* **THE TASK**:
List every line of the data below that contains the string "grey", matching case exactly.

* **MATERIAL PROVIDED**:

##############################

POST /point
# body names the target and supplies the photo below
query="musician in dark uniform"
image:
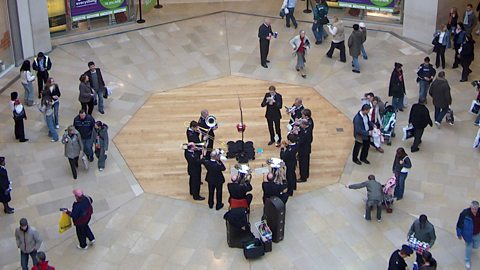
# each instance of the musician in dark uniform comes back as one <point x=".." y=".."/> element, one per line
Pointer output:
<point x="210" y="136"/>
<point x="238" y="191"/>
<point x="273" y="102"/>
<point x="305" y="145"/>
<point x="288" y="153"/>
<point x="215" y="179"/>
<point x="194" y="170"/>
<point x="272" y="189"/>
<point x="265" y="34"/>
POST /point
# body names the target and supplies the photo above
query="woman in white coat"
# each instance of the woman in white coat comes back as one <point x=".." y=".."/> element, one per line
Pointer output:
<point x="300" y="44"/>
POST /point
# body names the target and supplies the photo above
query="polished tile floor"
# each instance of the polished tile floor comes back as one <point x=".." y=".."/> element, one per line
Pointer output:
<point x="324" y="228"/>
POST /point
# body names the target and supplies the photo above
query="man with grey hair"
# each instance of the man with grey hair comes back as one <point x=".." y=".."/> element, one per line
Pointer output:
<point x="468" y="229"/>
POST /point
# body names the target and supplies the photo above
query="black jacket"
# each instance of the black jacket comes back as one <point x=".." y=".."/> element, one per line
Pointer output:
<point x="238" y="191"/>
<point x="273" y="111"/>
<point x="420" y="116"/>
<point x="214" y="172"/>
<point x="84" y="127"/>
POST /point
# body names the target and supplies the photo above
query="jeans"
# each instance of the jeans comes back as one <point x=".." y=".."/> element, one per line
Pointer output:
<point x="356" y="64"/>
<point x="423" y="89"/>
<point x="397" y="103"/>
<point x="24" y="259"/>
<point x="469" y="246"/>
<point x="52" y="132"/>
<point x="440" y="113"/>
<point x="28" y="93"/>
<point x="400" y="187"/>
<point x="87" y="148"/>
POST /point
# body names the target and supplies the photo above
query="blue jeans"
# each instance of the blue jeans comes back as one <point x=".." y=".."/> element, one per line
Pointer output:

##############################

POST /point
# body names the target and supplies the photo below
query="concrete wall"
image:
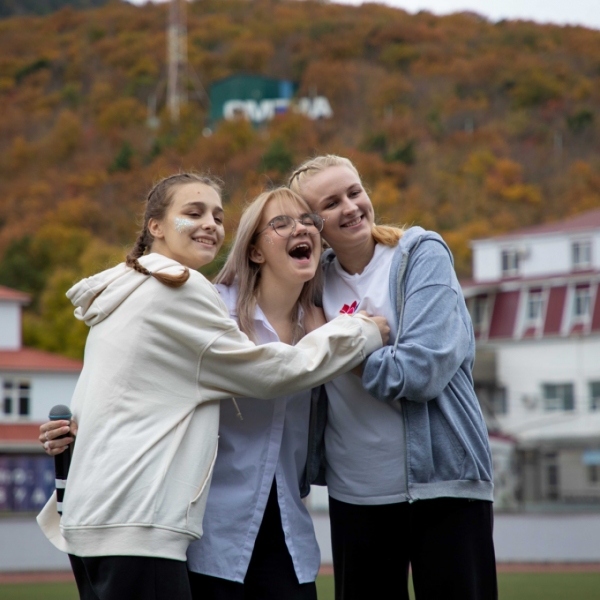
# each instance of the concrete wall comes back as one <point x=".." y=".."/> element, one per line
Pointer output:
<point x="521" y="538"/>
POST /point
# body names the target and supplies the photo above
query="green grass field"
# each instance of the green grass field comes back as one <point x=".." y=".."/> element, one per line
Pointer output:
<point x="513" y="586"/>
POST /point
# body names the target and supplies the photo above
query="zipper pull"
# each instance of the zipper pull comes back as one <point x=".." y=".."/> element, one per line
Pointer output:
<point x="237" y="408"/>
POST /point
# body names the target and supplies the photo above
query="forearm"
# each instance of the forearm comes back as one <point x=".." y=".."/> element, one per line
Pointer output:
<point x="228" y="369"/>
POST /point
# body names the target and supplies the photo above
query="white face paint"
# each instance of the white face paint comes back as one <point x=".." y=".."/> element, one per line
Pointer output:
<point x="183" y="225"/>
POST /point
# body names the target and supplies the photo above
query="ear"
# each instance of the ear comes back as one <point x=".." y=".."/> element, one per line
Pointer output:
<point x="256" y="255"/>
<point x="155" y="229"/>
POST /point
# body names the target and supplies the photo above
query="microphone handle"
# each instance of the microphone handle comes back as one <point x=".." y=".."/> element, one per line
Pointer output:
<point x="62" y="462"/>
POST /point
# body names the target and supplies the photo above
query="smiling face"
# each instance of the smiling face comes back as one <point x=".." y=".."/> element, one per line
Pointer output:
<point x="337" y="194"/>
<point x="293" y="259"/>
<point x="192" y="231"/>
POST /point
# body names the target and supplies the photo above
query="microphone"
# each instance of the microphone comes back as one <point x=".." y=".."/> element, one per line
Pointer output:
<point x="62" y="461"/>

##############################

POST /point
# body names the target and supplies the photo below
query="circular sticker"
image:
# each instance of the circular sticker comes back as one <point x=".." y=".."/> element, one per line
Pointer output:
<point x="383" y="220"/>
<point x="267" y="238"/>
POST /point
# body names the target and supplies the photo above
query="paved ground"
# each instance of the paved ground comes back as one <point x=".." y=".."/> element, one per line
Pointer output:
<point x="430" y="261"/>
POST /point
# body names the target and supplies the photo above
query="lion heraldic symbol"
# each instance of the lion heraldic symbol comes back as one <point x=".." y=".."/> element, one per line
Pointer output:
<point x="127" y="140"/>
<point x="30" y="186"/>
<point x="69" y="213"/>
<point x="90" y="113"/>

##############################

* **OUTPUT BELOW**:
query="man with grey hair"
# each instance of the man with grey hair comes back as one <point x=".." y=".."/> element, one per line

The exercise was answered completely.